--- Document excerpt Enclosed Below ---

Review by Olivia Kate Cerrone
In the title poem that opens Julia Lisella’s latest collection, Our Lively Kingdom, the lived life that was once familiar is “now broken into village plots that others love to visit.” Reshaped by grief, memories take on new associations, evoking startling possibilities and insights in a narrative terrain where “almost anything can grow here—even last year’s annuals come shunting through with a tiny roar.” Lisella’s elegant and vividly rendered poems are wise, compassionate, and far-reaching in their scope, interweaving haunting themes on what is endured and sustained through seasons of motherhood and marriage, beloved friendships curtailed by illness and death, the tender love for adult children, and the care of an aging parent. The nature of grief, complicated by the ever-present specter of gun violence and the ongoing aftershocks of the pandemic, lives at the heart of these poems. In “Maternal Half-Life,” the very process of radioactive decay shapes the fallout of the 2016 shooting of Pulse Nightclub, a gay bar and dance club in Orlando, Florida, as mourning itself
shakes and shakes, trying to itself achieve half of half of half
which is infinite, bottomless,
like the bang, the plume of the machine gun
of the mad young man at odds with the body that made him
dividing and dividing the pure bodies of the 49 around him
into the halves of halves of halves of morning light.
And left in the doorways, the living rooms, the cramped kitchens,
are Mournings’s half-lives halved and halved and without end
like the half-life of the labor pain
that circles, returns, but does not diminish,
until the torso radiant with light amazes and releases
its others whose half-lives cleave and divide again.”
In “Faculty Development Workshop,” the speaker absorbs a difficult active shooter training set inside a university as the demonstration’s presenter asks,
Do you know the sound of the gun?
One person raises his hand.
Locate. Leave. Live.
There is another rule, but I forget the “L” word for it,
Lock? It will make all the difference,
but I can’t remember it.
As the speaker’s silent agitation rises, the presenter continues, asking,
Do you know much about guns?
Know the kinds of sounds each kind of gun can make?
No one raises their hand in this little Northeastern college.
Do you know how to hunt? Anyone here hunt?
Do you know how to be hunted? You should run.
When should we run? After we have locked the door?
No, it depends.
When the sound of the gun is far away, you can run,
Or you can stay. Really, you can stay.
This disorienting sense of uncertainty and terror is reverberated throughout the last section of Our Lively Kingdom, which focuses on the collective trauma of pandemic life during 2020. These poems capture the nuanced strangeness and sorrow of Covid-19’s first year, including the lonely tedium of isolation and quarantine as socializing and ceremonies are shunted online. In “Cleaning the Groceries in the Time of Covid-19,” the poet wonders how to avoid the virus:
Porous or non-porous, the skin of a melon?

--- End of Enclosed Document excerpt ---
--- Exercise data Enclosed Below ---

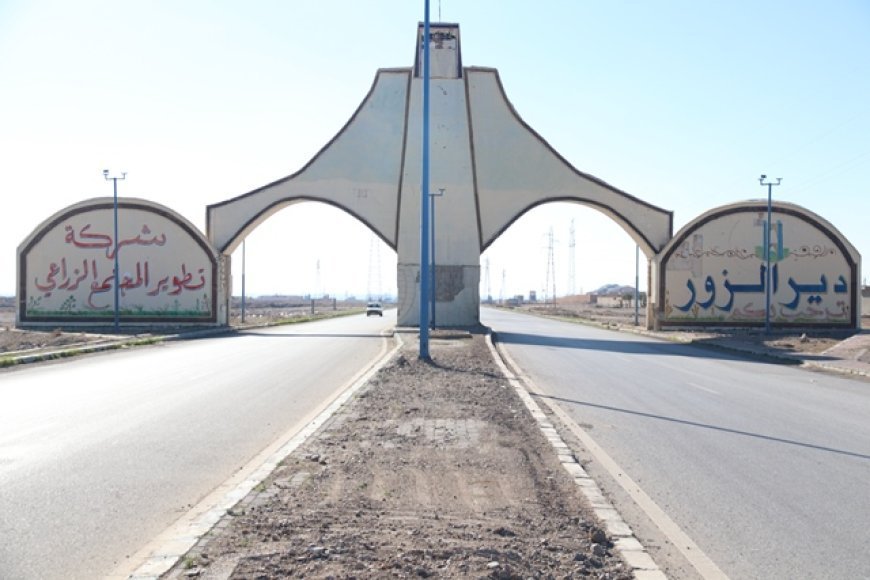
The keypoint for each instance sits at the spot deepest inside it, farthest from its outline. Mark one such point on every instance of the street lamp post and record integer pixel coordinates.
(117, 284)
(636, 285)
(432, 196)
(243, 281)
(424, 193)
(766, 246)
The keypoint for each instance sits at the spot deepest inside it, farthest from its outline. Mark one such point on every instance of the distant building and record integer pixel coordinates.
(865, 301)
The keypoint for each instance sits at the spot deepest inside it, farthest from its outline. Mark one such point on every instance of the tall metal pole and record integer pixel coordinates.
(636, 285)
(117, 283)
(424, 195)
(432, 196)
(243, 281)
(767, 228)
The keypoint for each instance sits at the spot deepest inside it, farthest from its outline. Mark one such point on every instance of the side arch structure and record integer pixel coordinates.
(168, 272)
(517, 170)
(714, 272)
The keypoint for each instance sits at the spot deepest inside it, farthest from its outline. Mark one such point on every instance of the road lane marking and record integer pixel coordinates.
(679, 539)
(163, 552)
(709, 390)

--- End of Enclosed Exercise data ---

▶ **Work task 1**
Reproduce the passage of the review of Our Lively Kingdom between "Locate. Leave. Live." and "No, it depends.", inclusive.
▶ **Work task 2**
Write the next part of the review of Our Lively Kingdom, picking up right after its final line.
The dataset entries play no part in this exercise.

▶ **Exercise answer 1**
Locate. Leave. Live.
There is another rule, but I forget the “L” word for it,
Lock? It will make all the difference,
but I can’t remember it.
As the speaker’s silent agitation rises, the presenter continues, asking,
Do you know much about guns?
Know the kinds of sounds each kind of gun can make?
No one raises their hand in this little Northeastern college.
Do you know how to hunt? Anyone here hunt?
Do you know how to be hunted? You should run.
When should we run? After we have locked the door?
No, it depends.

▶ **Exercise answer 2**
the skin of my hands rinsed and soaped and rinsed
porous darkening olive winking through suds with a scaly grudge
non-porous the kitchen faucet, the sink,
the fridge, porous the plastic bag?
Time in these poems becomes distorted and nonlinear, while exposing the fragility of relationships strained by distance and restrictions. In “Poem for My Daughter in the Pandemic,” the speaker video chats with her eldest adult child, who lives in New York City, which “will be burning its two fevers” of pandemic lockdown and the protests against police brutality in the aftermath of George Floyd, Jr.’s death. She recalls her daughter as a carefree girl of twelve, while meditating upon the now young woman living alone “in the center of danger,” who “locks herself up in her bedroom, the eeriness of midtown’s empty streets a shudder until light breaks.”
The poems in Julia Lisella’s Our Lively Kingdom are dazzling in their nuanced depictions of life and the complexities surrounding one’s most intimate relationships. This is an essential collection, not only in its articulation of the fallout of loss and trauma in these ever-challenging times, but also in its willingness and grace to face that which is most volatile and difficult to embrace. In “I’m Receiving Now,” the poet does just that with “arms bare and wide…I’m receiving all the grief here it is here it is.”
Our Lively Kingdom by Julia Lisella
Bordighera Press 2022
Paperback 110 pages
Olivia Kate Cerrone is the author of The Hunger Saint, a historical novella about the child miners of Sicily. Her Pushcart Prize-nominated fiction has appeared in dozens of literary journals and won the Crab Orchard Review’s Jack Dyer Fiction Prize. She’s at work on a novel called DISPLACED, which recently won the Novel Slices Issue Four Contest, and was also longlisted for both the 2022 DISQUIET Literary Prize and the Masters Review Novel Excerpt Contest.